The problem: Swap "Outlines" for "Shapes" in the listing lines starting with the line with "[segment] palm tree" and going on through the line with "2L130 6L131 9L131". Return only those lines, with everything else left unchanged.

Exercise data:
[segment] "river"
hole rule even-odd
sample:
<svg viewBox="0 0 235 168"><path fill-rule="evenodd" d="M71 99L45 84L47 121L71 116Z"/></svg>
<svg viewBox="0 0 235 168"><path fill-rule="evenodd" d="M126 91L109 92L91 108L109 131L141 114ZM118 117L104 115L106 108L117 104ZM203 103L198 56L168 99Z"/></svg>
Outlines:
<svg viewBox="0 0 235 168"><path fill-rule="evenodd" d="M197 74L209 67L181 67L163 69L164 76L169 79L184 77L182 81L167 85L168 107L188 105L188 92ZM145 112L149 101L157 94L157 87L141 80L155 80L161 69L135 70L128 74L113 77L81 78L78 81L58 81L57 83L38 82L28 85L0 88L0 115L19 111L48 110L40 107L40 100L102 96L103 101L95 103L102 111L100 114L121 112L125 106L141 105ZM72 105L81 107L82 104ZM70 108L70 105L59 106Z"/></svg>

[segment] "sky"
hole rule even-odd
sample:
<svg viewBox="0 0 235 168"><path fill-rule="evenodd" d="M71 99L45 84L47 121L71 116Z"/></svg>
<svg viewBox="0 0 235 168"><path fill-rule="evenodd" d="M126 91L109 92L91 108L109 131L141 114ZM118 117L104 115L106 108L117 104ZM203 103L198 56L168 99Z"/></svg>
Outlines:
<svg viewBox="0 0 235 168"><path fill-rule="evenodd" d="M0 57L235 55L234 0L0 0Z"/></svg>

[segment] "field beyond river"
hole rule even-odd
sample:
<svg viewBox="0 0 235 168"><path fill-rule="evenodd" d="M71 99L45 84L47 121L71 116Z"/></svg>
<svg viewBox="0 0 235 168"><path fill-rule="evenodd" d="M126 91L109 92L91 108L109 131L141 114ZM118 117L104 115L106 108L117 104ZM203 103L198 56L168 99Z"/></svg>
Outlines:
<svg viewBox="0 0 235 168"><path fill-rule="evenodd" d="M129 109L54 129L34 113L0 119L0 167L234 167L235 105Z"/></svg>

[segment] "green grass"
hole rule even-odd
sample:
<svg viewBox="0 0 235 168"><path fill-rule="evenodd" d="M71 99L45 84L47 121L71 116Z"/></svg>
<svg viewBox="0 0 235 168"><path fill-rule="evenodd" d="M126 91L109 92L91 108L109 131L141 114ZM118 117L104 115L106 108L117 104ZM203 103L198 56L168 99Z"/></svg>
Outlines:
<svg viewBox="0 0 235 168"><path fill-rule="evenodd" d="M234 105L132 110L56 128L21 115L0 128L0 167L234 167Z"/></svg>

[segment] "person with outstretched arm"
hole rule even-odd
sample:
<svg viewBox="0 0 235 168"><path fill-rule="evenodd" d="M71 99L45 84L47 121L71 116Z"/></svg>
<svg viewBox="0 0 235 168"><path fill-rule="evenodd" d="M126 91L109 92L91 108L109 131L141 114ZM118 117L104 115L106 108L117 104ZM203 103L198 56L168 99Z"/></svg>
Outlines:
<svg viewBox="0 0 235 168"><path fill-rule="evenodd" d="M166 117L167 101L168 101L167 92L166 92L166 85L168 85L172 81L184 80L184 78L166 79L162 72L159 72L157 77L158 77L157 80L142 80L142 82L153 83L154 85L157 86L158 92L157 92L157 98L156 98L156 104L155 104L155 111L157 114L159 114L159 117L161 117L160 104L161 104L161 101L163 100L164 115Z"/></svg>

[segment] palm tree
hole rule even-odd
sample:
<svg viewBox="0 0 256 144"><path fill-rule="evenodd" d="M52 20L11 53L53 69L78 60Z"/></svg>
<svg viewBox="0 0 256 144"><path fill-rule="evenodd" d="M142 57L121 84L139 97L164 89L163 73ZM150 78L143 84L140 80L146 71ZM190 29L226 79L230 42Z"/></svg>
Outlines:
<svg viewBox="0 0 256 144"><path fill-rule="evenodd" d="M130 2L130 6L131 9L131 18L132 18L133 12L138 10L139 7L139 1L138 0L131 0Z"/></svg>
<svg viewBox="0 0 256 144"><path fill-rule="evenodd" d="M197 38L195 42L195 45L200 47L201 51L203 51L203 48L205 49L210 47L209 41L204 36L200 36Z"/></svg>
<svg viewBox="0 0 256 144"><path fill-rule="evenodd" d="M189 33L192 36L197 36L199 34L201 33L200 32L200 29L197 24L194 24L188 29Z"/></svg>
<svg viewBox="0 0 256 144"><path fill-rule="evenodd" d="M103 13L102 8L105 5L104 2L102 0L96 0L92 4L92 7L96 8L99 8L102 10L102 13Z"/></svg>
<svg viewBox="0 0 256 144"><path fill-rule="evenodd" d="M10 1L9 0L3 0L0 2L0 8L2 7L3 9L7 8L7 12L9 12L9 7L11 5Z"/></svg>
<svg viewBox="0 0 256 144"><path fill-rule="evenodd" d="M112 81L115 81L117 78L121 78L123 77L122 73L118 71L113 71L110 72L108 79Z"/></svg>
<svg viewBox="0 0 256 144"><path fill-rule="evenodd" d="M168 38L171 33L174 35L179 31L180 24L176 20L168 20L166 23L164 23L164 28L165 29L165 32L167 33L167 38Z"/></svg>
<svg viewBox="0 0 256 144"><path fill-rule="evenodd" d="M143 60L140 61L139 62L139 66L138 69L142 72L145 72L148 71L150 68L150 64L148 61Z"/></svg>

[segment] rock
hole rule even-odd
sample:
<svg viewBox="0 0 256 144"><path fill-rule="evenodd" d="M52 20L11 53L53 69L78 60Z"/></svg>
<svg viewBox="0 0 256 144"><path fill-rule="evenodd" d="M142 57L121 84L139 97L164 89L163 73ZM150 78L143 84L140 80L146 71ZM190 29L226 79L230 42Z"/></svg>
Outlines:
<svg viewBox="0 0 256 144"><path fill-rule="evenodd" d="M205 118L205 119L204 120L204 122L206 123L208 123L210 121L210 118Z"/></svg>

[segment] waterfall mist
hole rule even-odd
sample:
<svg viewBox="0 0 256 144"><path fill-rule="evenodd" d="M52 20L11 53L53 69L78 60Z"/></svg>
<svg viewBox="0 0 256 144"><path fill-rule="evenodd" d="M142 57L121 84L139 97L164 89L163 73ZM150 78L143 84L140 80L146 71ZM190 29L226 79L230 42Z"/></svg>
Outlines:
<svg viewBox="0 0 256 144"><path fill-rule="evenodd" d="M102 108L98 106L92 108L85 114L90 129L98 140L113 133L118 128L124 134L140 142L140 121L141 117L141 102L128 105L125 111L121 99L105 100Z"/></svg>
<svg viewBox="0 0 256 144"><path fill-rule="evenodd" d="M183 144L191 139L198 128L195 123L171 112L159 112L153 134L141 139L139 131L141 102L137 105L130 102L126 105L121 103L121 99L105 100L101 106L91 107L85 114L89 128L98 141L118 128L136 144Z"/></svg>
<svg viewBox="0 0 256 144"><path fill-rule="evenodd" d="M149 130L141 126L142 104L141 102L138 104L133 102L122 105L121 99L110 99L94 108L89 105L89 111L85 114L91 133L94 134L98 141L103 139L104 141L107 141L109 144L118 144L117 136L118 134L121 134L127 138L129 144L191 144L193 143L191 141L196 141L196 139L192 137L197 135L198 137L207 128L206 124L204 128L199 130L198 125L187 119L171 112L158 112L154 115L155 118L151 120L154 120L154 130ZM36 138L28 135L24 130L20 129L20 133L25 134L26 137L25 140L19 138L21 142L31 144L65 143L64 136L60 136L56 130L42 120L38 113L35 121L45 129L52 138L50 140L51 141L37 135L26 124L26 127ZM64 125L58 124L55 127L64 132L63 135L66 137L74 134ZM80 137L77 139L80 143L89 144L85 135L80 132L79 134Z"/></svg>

Answer to the exercise:
[segment] palm tree
hole rule even-odd
sample:
<svg viewBox="0 0 256 144"><path fill-rule="evenodd" d="M52 20L11 53L53 69L78 60Z"/></svg>
<svg viewBox="0 0 256 144"><path fill-rule="evenodd" d="M142 57L121 84L139 97L164 89L163 73ZM150 78L143 84L140 80L146 71ZM190 29L226 79L230 42Z"/></svg>
Shapes:
<svg viewBox="0 0 256 144"><path fill-rule="evenodd" d="M130 2L130 6L131 9L131 18L132 18L133 12L138 10L139 7L139 1L138 0L131 0Z"/></svg>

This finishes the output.